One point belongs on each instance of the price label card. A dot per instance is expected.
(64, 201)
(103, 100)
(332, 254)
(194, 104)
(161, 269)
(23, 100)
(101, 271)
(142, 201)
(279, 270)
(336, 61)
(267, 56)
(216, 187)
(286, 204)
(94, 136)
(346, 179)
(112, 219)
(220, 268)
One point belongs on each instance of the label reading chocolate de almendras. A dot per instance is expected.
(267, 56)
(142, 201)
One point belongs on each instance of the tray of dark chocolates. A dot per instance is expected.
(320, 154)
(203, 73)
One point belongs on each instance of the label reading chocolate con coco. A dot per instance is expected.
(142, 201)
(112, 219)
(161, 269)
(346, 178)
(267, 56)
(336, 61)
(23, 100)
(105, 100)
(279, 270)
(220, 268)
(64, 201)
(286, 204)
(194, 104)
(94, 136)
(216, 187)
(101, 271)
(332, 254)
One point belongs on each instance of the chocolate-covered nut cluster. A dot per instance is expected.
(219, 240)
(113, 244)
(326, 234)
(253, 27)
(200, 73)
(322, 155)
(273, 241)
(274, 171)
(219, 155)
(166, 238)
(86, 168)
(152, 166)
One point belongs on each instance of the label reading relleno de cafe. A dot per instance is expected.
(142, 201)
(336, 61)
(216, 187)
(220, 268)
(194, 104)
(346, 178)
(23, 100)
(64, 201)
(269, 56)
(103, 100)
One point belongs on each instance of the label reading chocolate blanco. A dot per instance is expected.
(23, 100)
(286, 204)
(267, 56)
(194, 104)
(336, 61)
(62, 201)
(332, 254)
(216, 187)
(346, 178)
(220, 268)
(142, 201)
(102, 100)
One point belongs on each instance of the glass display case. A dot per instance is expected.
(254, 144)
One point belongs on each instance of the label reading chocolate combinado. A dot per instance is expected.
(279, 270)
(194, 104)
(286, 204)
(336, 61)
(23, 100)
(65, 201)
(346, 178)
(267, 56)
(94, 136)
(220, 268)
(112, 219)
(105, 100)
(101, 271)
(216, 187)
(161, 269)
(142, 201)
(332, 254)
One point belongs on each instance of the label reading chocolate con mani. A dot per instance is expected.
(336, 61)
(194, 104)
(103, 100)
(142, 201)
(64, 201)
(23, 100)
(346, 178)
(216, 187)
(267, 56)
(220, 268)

...

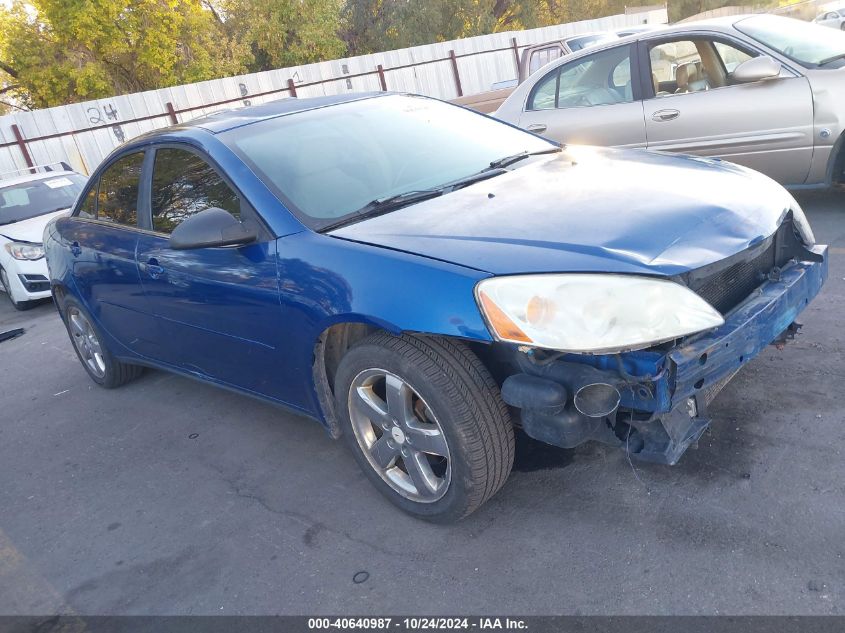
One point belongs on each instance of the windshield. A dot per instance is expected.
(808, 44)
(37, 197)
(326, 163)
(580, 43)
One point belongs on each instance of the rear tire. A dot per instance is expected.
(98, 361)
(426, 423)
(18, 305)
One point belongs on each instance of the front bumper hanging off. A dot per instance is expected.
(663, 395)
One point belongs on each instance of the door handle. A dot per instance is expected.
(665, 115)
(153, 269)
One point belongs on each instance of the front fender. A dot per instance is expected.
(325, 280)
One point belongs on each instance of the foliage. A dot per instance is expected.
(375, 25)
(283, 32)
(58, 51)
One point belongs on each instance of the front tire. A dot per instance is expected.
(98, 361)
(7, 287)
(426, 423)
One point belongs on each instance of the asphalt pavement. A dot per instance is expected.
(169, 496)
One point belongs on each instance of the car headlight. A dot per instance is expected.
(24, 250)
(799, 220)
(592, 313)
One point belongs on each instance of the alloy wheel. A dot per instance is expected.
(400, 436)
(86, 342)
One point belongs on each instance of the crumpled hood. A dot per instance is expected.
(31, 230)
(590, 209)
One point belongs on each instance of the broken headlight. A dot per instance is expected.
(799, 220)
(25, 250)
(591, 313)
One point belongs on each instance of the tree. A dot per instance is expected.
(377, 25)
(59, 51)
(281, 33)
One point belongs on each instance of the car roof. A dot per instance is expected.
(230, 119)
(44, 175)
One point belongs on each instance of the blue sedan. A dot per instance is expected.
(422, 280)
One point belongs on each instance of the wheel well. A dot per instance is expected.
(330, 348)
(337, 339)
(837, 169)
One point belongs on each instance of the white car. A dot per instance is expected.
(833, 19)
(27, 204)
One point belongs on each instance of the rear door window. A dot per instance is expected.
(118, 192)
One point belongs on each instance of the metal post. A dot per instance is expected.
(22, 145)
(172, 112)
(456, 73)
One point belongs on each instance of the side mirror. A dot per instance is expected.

* * *

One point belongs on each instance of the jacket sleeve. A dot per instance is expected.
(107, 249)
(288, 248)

• WORK TO DO:
Pull out every line of the records that contains the word "rear", and copy each one in full.

• FINAL ANSWER:
One point belongs on each instance of the rear tire. A dot per instance is expected.
One point belongs on each instance of the rear door window. A dot per instance is expected.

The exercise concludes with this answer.